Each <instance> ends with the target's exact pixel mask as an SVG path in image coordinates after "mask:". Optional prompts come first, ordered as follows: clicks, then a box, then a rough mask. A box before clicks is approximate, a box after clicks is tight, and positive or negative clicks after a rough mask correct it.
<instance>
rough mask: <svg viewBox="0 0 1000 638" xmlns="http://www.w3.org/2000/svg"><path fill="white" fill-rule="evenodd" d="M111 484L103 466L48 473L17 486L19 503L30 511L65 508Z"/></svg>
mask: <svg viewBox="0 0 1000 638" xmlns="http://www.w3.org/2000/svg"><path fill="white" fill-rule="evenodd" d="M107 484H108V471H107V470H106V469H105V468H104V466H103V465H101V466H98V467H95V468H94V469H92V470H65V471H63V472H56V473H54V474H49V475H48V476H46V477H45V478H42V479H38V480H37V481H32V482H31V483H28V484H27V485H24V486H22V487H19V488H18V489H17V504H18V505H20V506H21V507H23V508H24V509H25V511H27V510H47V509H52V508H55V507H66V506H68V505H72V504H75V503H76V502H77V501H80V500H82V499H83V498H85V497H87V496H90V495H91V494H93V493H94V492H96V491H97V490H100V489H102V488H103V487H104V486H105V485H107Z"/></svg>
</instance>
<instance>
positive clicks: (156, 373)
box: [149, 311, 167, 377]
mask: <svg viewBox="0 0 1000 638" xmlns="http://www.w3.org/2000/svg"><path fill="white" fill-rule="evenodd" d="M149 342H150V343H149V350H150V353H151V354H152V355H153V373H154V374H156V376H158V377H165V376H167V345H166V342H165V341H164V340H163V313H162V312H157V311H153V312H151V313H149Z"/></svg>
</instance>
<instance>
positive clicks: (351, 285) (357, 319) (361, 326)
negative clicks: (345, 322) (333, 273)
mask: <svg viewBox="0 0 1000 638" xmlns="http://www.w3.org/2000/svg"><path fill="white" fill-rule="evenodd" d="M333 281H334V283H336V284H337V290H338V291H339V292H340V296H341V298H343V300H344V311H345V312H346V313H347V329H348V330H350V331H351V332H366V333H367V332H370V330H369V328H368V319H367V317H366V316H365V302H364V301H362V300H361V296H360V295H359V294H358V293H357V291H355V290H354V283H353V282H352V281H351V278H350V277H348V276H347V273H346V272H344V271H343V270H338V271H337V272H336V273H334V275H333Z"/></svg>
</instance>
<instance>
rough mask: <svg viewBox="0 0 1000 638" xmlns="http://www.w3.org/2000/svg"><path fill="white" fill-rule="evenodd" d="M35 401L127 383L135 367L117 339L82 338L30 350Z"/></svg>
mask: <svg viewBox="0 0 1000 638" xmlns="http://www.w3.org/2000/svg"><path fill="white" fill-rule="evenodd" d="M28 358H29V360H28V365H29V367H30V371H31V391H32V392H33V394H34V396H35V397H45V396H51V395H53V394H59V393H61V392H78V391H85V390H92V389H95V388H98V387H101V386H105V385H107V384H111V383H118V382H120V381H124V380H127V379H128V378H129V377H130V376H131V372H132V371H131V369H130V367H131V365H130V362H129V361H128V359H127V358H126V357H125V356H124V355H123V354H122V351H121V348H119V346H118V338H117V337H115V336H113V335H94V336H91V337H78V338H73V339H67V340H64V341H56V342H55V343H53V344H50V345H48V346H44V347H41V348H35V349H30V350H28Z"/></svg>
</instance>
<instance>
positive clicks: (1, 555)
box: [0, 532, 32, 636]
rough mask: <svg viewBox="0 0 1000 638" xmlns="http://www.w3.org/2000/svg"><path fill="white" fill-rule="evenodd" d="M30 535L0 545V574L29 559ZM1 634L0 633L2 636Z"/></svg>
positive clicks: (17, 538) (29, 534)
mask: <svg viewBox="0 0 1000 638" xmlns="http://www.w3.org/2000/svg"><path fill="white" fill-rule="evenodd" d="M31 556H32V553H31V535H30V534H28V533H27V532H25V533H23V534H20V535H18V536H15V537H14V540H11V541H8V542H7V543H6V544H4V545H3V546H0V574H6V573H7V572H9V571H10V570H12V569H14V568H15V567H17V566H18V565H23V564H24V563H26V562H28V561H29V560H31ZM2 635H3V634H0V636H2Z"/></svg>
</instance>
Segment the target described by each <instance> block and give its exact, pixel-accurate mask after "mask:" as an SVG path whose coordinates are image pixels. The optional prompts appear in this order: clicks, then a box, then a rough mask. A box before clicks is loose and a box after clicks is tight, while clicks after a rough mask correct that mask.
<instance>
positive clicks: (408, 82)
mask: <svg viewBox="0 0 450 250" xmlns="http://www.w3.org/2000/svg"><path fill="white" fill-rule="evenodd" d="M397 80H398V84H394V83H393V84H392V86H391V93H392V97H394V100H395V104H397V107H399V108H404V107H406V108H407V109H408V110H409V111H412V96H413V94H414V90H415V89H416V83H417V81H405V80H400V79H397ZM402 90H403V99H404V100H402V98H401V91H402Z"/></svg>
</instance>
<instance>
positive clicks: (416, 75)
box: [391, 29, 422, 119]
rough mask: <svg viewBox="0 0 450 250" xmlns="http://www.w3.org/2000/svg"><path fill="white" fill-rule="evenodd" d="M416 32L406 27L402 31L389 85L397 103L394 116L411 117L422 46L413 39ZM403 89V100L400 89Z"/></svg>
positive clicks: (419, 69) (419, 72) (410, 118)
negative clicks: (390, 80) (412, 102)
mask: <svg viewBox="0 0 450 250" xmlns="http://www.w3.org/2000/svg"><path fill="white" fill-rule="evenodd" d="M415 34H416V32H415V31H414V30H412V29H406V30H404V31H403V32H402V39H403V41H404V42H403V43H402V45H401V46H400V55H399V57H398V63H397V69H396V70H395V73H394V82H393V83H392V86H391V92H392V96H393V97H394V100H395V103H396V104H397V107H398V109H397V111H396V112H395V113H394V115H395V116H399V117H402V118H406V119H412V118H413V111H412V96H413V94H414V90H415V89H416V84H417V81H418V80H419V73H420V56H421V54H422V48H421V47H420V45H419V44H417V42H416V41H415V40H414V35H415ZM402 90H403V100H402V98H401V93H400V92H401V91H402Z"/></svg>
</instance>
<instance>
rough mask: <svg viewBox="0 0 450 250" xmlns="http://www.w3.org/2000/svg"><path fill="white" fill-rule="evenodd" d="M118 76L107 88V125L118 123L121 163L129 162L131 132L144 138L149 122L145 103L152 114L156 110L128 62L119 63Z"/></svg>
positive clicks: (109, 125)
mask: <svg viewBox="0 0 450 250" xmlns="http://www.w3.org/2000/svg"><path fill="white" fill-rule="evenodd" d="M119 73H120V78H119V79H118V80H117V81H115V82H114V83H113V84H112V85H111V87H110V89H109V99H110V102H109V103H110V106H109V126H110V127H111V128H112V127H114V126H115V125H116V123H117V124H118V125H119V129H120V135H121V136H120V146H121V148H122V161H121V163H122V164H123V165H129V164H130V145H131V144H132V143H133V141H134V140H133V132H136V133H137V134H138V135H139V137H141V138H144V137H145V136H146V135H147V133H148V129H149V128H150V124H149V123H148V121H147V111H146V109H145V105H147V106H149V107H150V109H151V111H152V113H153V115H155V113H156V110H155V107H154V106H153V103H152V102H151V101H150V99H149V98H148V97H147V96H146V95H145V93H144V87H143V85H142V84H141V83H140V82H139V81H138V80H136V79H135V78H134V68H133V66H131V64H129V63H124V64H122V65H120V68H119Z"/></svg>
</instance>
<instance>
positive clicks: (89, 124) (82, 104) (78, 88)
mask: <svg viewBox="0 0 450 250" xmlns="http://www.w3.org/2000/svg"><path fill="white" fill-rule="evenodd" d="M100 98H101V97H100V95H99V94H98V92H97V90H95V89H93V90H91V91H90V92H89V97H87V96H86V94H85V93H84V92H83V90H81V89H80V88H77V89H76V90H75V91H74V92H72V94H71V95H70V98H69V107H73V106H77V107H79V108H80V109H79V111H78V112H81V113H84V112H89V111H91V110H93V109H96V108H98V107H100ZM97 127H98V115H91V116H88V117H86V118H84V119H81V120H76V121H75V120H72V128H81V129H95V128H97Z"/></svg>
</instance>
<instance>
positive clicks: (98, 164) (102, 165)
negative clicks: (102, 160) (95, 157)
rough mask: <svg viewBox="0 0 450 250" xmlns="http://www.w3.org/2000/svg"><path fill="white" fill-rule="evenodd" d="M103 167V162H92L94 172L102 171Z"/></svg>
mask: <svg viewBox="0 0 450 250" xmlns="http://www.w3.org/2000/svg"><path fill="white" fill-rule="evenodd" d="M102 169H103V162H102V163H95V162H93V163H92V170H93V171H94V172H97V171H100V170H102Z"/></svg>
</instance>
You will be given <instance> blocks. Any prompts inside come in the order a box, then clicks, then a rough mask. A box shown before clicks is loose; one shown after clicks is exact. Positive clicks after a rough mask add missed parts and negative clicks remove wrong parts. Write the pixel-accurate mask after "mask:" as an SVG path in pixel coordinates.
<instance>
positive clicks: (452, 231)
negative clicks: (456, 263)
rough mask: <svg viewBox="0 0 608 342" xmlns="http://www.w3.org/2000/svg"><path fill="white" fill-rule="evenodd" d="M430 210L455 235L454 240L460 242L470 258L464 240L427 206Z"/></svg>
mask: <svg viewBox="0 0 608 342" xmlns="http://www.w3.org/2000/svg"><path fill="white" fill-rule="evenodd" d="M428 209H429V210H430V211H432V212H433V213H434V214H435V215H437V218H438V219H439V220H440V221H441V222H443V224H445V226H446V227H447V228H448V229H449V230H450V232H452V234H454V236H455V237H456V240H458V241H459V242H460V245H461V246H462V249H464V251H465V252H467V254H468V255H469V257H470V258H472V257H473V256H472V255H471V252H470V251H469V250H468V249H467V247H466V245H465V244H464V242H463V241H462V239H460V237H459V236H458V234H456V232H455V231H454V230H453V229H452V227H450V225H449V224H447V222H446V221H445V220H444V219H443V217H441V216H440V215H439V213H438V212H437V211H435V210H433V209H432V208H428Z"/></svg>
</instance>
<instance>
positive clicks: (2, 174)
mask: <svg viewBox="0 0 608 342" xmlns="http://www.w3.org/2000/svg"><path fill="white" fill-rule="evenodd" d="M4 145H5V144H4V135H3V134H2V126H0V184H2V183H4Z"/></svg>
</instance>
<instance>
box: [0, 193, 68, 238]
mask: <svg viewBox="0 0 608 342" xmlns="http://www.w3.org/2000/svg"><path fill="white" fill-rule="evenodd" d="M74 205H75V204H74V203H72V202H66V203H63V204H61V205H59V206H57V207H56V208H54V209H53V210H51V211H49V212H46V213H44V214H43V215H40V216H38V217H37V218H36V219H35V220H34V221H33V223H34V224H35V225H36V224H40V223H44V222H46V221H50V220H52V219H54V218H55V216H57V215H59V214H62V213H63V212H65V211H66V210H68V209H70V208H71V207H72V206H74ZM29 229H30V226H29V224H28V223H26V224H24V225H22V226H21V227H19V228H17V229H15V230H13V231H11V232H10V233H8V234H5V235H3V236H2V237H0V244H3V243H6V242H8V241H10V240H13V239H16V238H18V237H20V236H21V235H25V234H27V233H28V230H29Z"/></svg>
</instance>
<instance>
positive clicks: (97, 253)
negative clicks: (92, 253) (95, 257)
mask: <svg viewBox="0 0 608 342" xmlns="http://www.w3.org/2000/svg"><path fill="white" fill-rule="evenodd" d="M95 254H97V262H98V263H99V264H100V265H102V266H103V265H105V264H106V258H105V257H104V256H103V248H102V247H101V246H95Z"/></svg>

# # # #

- Assignment -
Please copy the data between the line holding "535L0 545V574L29 559ZM1" and the line holding "positive clicks: (17, 538) (29, 534)", inclusive, reproducing those lines exactly.

- Your solution -
rough mask: <svg viewBox="0 0 1000 638" xmlns="http://www.w3.org/2000/svg"><path fill="white" fill-rule="evenodd" d="M30 535L0 545V574L29 559ZM1 634L0 633L2 636Z"/></svg>
positive clicks: (17, 538) (29, 534)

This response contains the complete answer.